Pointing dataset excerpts

_ _ _ _ _ _ _

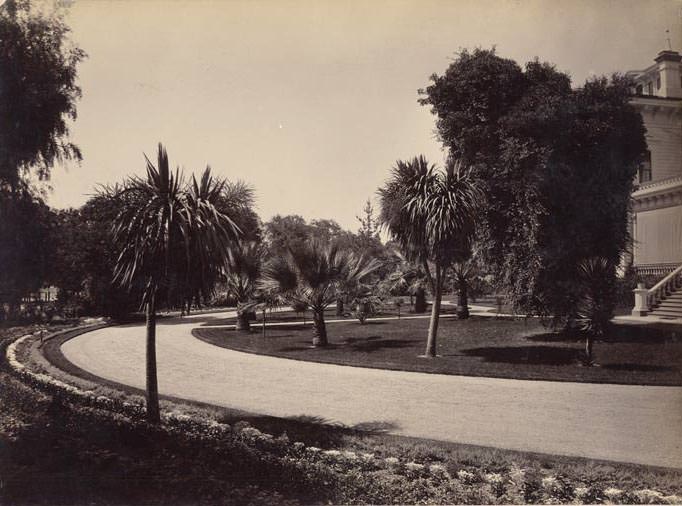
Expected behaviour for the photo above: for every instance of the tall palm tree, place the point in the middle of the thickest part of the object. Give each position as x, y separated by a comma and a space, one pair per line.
409, 276
160, 226
242, 271
430, 213
311, 274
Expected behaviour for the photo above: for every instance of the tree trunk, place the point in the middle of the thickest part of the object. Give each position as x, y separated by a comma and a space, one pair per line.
420, 301
588, 349
435, 314
320, 337
243, 321
463, 299
153, 415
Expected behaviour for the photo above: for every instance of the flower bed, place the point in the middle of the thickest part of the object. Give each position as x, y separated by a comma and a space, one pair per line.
275, 469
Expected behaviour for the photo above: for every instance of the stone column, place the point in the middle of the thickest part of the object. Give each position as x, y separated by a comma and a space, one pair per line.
641, 301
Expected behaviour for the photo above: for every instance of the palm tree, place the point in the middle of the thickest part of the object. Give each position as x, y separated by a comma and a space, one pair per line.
430, 213
160, 226
408, 276
207, 247
597, 278
311, 274
243, 269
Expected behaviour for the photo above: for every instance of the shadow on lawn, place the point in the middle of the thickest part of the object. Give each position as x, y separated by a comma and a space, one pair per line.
618, 334
354, 344
312, 430
537, 355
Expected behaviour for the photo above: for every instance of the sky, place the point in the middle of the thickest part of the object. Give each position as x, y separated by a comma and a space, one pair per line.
310, 102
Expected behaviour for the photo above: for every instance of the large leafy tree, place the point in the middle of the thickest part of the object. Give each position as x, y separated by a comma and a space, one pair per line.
310, 275
160, 226
430, 213
557, 163
38, 91
26, 257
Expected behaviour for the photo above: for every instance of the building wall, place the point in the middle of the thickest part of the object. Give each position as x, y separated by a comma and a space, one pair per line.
664, 140
658, 236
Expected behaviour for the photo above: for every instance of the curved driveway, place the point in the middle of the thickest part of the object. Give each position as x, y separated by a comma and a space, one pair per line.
639, 424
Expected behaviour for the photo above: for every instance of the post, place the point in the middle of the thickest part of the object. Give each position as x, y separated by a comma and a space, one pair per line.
641, 300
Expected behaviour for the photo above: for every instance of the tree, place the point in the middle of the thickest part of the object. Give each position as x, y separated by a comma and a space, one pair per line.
557, 165
311, 274
160, 225
430, 213
595, 309
243, 269
38, 91
26, 256
407, 277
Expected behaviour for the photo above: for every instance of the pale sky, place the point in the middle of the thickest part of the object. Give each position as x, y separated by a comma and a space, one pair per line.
311, 102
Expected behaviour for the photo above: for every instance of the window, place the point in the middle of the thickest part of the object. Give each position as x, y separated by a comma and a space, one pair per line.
645, 168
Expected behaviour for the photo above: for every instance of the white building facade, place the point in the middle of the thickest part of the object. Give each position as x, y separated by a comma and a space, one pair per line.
657, 199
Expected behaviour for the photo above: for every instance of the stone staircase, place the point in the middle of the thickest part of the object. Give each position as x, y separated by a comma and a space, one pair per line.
670, 306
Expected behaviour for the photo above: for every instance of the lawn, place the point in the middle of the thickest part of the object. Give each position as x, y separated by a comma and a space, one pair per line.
55, 450
479, 346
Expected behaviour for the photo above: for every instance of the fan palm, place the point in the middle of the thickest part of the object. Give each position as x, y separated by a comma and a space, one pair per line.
161, 226
597, 276
311, 274
243, 269
430, 213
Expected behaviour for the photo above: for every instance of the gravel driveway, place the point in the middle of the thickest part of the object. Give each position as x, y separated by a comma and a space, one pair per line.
639, 424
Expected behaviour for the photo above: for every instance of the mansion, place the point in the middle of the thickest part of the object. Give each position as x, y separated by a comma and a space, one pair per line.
657, 199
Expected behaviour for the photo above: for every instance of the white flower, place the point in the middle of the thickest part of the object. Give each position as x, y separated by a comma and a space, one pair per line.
550, 483
494, 478
437, 469
465, 476
391, 461
613, 493
581, 492
648, 496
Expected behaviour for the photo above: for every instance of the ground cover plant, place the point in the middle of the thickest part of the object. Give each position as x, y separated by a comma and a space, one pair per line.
106, 453
481, 346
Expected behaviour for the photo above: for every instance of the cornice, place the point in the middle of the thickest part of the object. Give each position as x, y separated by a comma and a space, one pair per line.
658, 194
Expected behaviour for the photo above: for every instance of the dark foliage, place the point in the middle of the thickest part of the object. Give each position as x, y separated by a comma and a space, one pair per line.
558, 164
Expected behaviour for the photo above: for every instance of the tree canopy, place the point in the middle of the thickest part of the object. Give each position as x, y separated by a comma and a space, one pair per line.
38, 91
557, 163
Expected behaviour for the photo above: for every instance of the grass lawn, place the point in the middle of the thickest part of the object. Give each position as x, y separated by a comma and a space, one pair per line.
53, 451
479, 346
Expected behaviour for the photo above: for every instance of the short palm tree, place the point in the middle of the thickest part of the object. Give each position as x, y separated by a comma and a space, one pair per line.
597, 277
430, 213
242, 272
160, 226
311, 274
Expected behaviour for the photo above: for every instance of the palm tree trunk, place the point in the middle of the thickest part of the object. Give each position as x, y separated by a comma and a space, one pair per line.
420, 300
463, 299
320, 337
588, 349
435, 314
153, 415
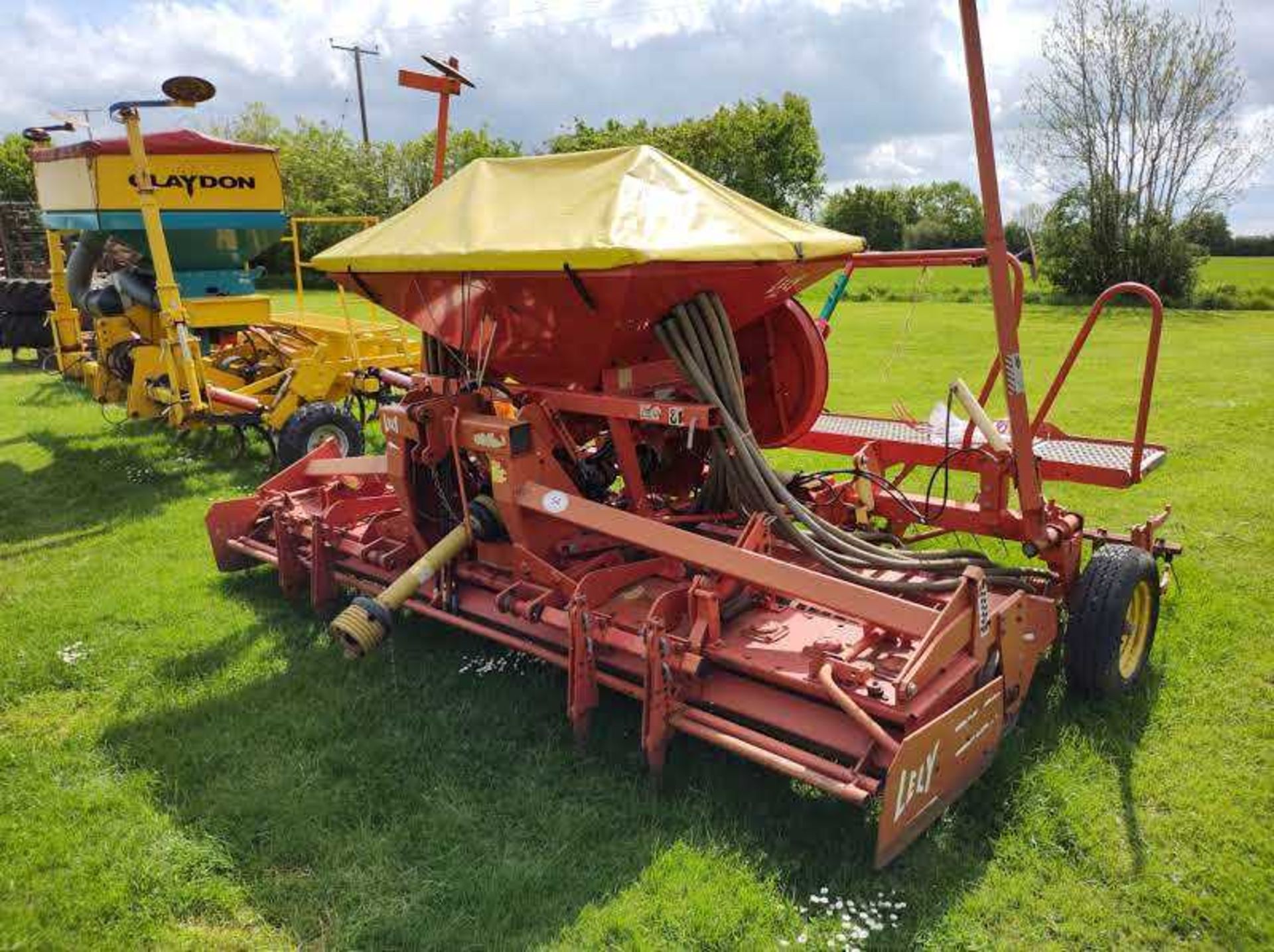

_ _ _ _ _ _ _

- **WHAT YOU NEED TO DO**: Show every line of the rows above that contains the string "white". Case counts.

- **THE SOLUTION**:
Expected behaviour for the photo above: for every instance of the white building facade, place the point in the middle of the thickest part of the object. Give each position as x, y separated by a comma and a space, one pair per line.
Expected behaviour for the photo above: for every instance of the white flower, place the point in the middle of the thickest part of the object. Give each position as x, y separated by a comma and a space, one pair per line.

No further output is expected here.